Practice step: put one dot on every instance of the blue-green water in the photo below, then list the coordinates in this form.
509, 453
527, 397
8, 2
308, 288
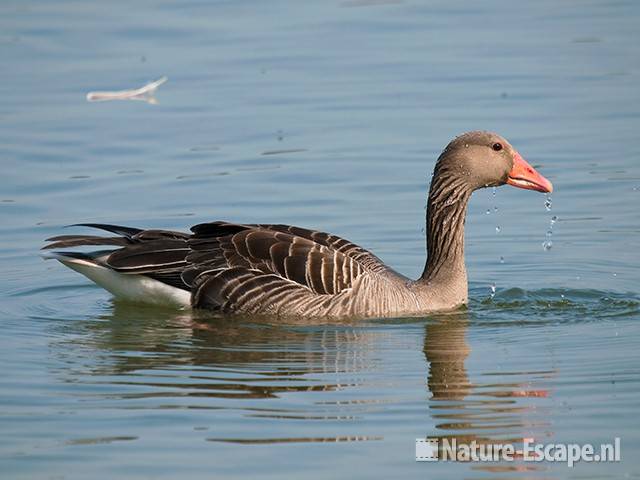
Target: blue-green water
363, 96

==================================================

**The problem:** Dropping every picture, restate the material word for word.

**Response area:**
Practice step: put one dot on every instance of the blue-green water in the photo below, then list the coordinates in this form.
509, 453
527, 397
8, 2
308, 288
Target: blue-green water
363, 96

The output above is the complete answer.